● **Task goal**:
Reproduce word for word the stretch of the citation list on homeless young people from "Full Reference: Gonzalez, R. & Bull, C, (2012)." through "support they receive.".

Full Reference: Gonzalez, R. & Bull, C, (2012). The Importance of Youth Participation in Programs for Traumatised Homeless Young People. Parity, Vol. 25, No. 4, 33
Synopsis: This paper acknowledges to therapeutic value in enabling young people to contribute to decisions regarding their lives as well as actively participate in their own treatment and define the support they receive.
Full Reference: Gonzalez, R., Tomlinson, P., & Klendo, L, (2012). Trauma Informed Care for Homeless Young People: An Integrated Systems Approach. Parity, Vol. 25, No. 7., 28-29.
Synopsis: For an organisation to be effective in its work of enabling traumatised homeless young people to recover, it needs to be mindful of the impact that working with young people with complex trauma histories can have on the organisation. This article highlights the importance of adopting a trauma-informed approach in every aspect of the work with young people.
Full Reference: Gonzalez, R. & Hussein. T, (2011). Lighthouse Foundation Home for Young Mothers and Babies, Parity, Vol. 24, No. 2, 25-26
Synopsis: This article demonstrates how the Lighthouse Home for Mothers and Babies Program was developed in response to the needs of pregnant young women who have lived within Lighthouse Therapeutic Family Model of Care. This program assists with young women’s transformation into motherhood, and provides infants with the opportunity to build a healthy attachment with their mothers, which is vital for the healthy development of the child.
Full Reference: Gonzalez, R. & McLoughlin, P. (2014). Youth Homelessness, Mental Health and Complex Trauma: Implications for Policy and Practice, in Parity, Vol. 27, Issue 1, pp. 56-57.

● **Data under study**:
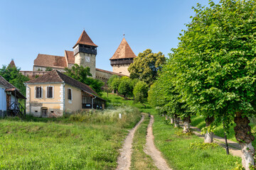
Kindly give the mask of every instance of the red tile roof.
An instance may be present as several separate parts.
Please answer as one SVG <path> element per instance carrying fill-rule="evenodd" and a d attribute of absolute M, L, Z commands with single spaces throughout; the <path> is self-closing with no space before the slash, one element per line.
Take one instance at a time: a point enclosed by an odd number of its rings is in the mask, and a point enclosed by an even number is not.
<path fill-rule="evenodd" d="M 96 71 L 101 72 L 109 73 L 109 74 L 115 74 L 115 75 L 121 76 L 129 76 L 122 74 L 119 74 L 119 73 L 112 72 L 107 71 L 107 70 L 105 70 L 105 69 L 97 69 L 97 68 L 96 68 Z"/>
<path fill-rule="evenodd" d="M 41 84 L 41 83 L 57 83 L 65 82 L 70 86 L 76 87 L 82 91 L 98 96 L 97 93 L 89 86 L 81 83 L 58 70 L 53 70 L 35 79 L 26 81 L 26 84 Z"/>
<path fill-rule="evenodd" d="M 124 38 L 117 50 L 110 60 L 135 58 L 137 56 L 134 55 L 128 42 Z"/>
<path fill-rule="evenodd" d="M 14 60 L 11 60 L 11 62 L 10 62 L 10 64 L 8 65 L 8 67 L 12 68 L 12 67 L 16 67 L 15 63 Z"/>
<path fill-rule="evenodd" d="M 75 64 L 75 56 L 73 51 L 67 51 L 65 50 L 65 57 L 67 57 L 68 64 Z"/>
<path fill-rule="evenodd" d="M 64 57 L 42 54 L 38 54 L 34 60 L 34 65 L 53 68 L 65 68 L 68 67 Z"/>
<path fill-rule="evenodd" d="M 92 40 L 90 38 L 89 35 L 86 33 L 85 30 L 83 30 L 80 37 L 79 38 L 78 42 L 74 45 L 73 48 L 78 45 L 78 44 L 82 44 L 82 45 L 88 45 L 91 46 L 97 47 L 97 45 L 93 43 Z"/>

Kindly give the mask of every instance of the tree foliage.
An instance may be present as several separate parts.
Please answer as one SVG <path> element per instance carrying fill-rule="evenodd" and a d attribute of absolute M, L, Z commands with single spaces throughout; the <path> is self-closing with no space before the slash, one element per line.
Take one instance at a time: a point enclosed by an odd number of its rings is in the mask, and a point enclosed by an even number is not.
<path fill-rule="evenodd" d="M 4 65 L 3 67 L 0 69 L 0 75 L 19 89 L 21 94 L 26 96 L 24 82 L 28 81 L 29 78 L 22 75 L 19 72 L 20 70 L 20 68 L 16 67 L 6 67 Z"/>
<path fill-rule="evenodd" d="M 255 113 L 256 4 L 221 0 L 210 1 L 209 6 L 194 8 L 196 16 L 172 50 L 169 66 L 181 101 L 225 128 L 235 120 L 236 139 L 246 145 L 254 140 L 247 118 Z M 245 152 L 252 156 L 254 149 Z M 243 162 L 246 169 L 248 164 Z"/>
<path fill-rule="evenodd" d="M 146 102 L 146 98 L 148 96 L 148 91 L 149 86 L 145 82 L 142 81 L 137 81 L 133 90 L 134 101 L 144 104 Z"/>
<path fill-rule="evenodd" d="M 53 70 L 53 68 L 49 67 L 47 67 L 46 69 L 46 72 L 50 72 L 50 71 L 52 71 L 52 70 Z"/>
<path fill-rule="evenodd" d="M 100 80 L 88 77 L 92 76 L 89 67 L 83 67 L 82 66 L 75 64 L 71 69 L 65 68 L 65 74 L 68 76 L 90 86 L 97 94 L 101 95 L 101 92 L 102 91 L 101 88 L 104 85 L 104 83 Z"/>
<path fill-rule="evenodd" d="M 152 84 L 156 80 L 157 72 L 161 70 L 161 65 L 165 62 L 166 58 L 161 52 L 153 53 L 151 50 L 147 49 L 143 52 L 139 52 L 128 68 L 130 78 L 138 79 L 147 84 Z"/>
<path fill-rule="evenodd" d="M 123 95 L 125 99 L 128 95 L 132 94 L 132 88 L 131 79 L 127 76 L 122 76 L 119 79 L 118 93 Z"/>

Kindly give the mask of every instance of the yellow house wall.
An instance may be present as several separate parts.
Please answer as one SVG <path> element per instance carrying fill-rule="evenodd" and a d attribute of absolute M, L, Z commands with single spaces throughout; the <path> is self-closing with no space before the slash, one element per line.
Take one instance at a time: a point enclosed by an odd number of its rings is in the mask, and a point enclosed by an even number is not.
<path fill-rule="evenodd" d="M 68 89 L 72 90 L 72 100 L 68 100 Z M 82 93 L 81 90 L 65 84 L 65 111 L 71 113 L 82 109 Z"/>
<path fill-rule="evenodd" d="M 46 88 L 51 86 L 53 88 L 53 97 L 46 98 Z M 41 86 L 42 98 L 36 98 L 36 87 Z M 48 108 L 48 117 L 60 117 L 63 113 L 63 84 L 27 84 L 26 87 L 26 112 L 34 116 L 41 116 L 41 108 Z"/>

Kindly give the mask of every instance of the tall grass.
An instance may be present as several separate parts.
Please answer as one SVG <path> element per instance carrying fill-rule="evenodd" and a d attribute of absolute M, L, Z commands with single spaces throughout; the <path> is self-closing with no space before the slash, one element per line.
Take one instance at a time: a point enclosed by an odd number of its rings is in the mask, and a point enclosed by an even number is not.
<path fill-rule="evenodd" d="M 124 106 L 103 110 L 79 111 L 71 115 L 69 120 L 90 123 L 115 123 L 119 127 L 129 128 L 132 128 L 140 118 L 141 114 L 138 108 Z"/>
<path fill-rule="evenodd" d="M 127 130 L 140 117 L 138 109 L 124 107 L 0 119 L 0 169 L 114 169 Z"/>

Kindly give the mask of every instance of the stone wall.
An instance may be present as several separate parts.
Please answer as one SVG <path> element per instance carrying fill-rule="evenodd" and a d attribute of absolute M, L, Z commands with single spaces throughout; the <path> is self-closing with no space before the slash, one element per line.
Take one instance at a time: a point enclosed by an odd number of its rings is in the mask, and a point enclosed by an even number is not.
<path fill-rule="evenodd" d="M 86 59 L 87 57 L 87 59 Z M 89 58 L 88 58 L 89 57 Z M 88 60 L 89 59 L 89 60 Z M 87 54 L 85 52 L 78 52 L 75 55 L 75 63 L 84 67 L 89 67 L 92 78 L 96 77 L 96 55 Z"/>
<path fill-rule="evenodd" d="M 113 64 L 113 72 L 124 74 L 129 76 L 129 72 L 128 72 L 128 67 L 129 65 L 130 64 Z"/>

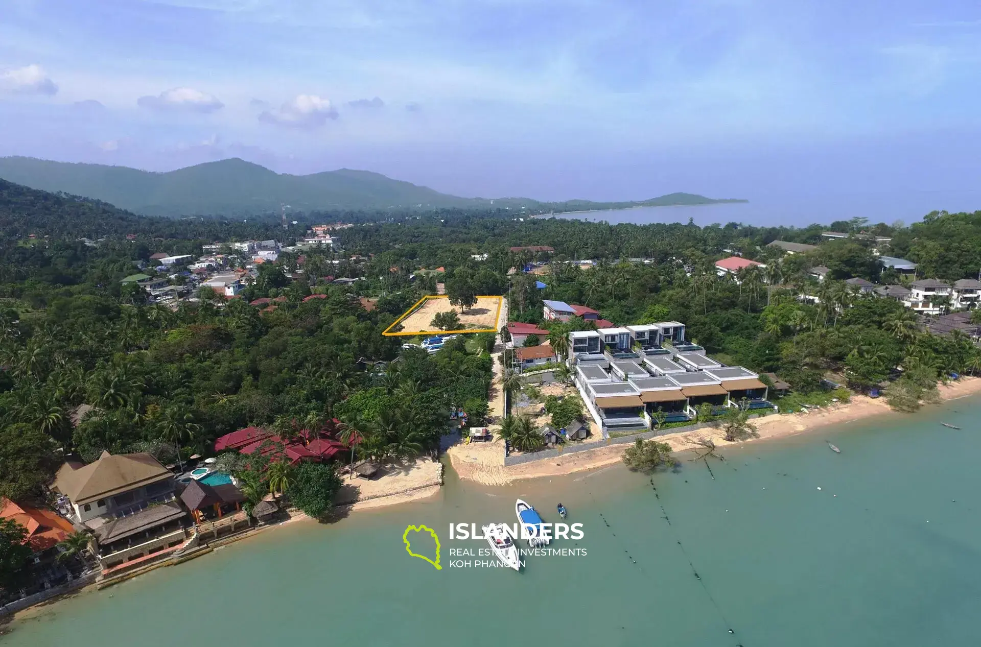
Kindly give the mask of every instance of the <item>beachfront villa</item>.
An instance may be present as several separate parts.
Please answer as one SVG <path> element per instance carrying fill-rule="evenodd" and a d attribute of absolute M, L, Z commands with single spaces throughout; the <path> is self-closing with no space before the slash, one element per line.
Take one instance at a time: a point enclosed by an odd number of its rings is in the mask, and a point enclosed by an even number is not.
<path fill-rule="evenodd" d="M 770 408 L 759 375 L 726 367 L 685 340 L 685 325 L 664 322 L 569 333 L 569 366 L 590 415 L 603 433 L 653 428 L 694 420 L 704 404 Z"/>
<path fill-rule="evenodd" d="M 188 520 L 175 487 L 173 473 L 150 454 L 108 451 L 88 465 L 69 461 L 54 485 L 70 521 L 92 531 L 103 569 L 183 543 Z"/>

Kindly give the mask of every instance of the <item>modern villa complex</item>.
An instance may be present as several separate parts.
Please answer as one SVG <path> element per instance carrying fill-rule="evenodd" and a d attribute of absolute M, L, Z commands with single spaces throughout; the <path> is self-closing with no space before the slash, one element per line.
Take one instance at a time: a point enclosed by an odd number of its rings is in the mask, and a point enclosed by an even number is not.
<path fill-rule="evenodd" d="M 679 322 L 570 332 L 568 365 L 604 435 L 650 429 L 661 416 L 691 421 L 705 404 L 714 414 L 773 406 L 759 375 L 707 357 Z"/>

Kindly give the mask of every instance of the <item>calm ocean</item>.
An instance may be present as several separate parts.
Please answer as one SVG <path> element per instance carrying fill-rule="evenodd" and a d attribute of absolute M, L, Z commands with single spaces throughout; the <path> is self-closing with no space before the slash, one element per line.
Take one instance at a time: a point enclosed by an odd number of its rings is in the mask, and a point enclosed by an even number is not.
<path fill-rule="evenodd" d="M 560 214 L 558 218 L 574 218 L 611 224 L 631 223 L 688 223 L 698 226 L 718 223 L 742 223 L 758 226 L 803 227 L 812 223 L 830 224 L 834 221 L 867 218 L 871 223 L 894 224 L 901 220 L 909 224 L 920 221 L 931 211 L 947 210 L 973 212 L 981 209 L 978 191 L 908 191 L 902 194 L 851 193 L 820 195 L 750 196 L 749 202 L 691 205 L 679 207 L 642 207 L 578 214 Z"/>
<path fill-rule="evenodd" d="M 274 528 L 52 605 L 0 644 L 978 645 L 979 427 L 981 400 L 960 400 L 732 449 L 711 473 L 686 461 L 656 493 L 620 466 L 490 490 L 450 473 L 423 502 Z M 451 568 L 450 549 L 484 544 L 448 523 L 511 523 L 518 496 L 546 521 L 563 502 L 585 537 L 553 546 L 587 555 Z M 441 571 L 406 554 L 410 523 L 439 534 Z"/>

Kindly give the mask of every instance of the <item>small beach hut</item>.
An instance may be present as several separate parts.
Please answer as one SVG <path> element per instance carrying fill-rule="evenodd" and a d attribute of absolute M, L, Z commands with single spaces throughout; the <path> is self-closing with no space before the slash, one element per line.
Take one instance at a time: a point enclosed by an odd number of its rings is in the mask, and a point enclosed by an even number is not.
<path fill-rule="evenodd" d="M 268 523 L 278 512 L 280 512 L 280 507 L 276 505 L 275 501 L 263 499 L 252 508 L 252 517 L 260 523 Z"/>
<path fill-rule="evenodd" d="M 569 440 L 585 440 L 590 435 L 590 427 L 583 423 L 583 421 L 575 420 L 565 427 L 565 437 Z"/>
<path fill-rule="evenodd" d="M 382 466 L 378 463 L 372 463 L 371 461 L 361 461 L 359 463 L 355 463 L 354 467 L 351 469 L 354 471 L 356 475 L 371 478 L 382 471 Z"/>
<path fill-rule="evenodd" d="M 232 483 L 208 485 L 192 480 L 181 493 L 181 501 L 190 510 L 197 523 L 204 521 L 205 514 L 209 511 L 213 511 L 215 517 L 221 519 L 226 513 L 241 510 L 244 500 L 241 491 Z"/>
<path fill-rule="evenodd" d="M 557 445 L 562 442 L 561 434 L 556 431 L 555 427 L 551 424 L 543 425 L 541 429 L 539 429 L 539 433 L 541 433 L 542 437 L 544 438 L 545 445 Z"/>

● **Your solution**:
Full Reference: Gonzalez, R. & Bull, C, (2012). The Importance of Youth Participation in Programs for Traumatised Homeless Young People. Parity, Vol. 25, No. 4, 33
Synopsis: This paper acknowledges to therapeutic value in enabling young people to contribute to decisions regarding their lives as well as actively participate in their own treatment and define the support they receive.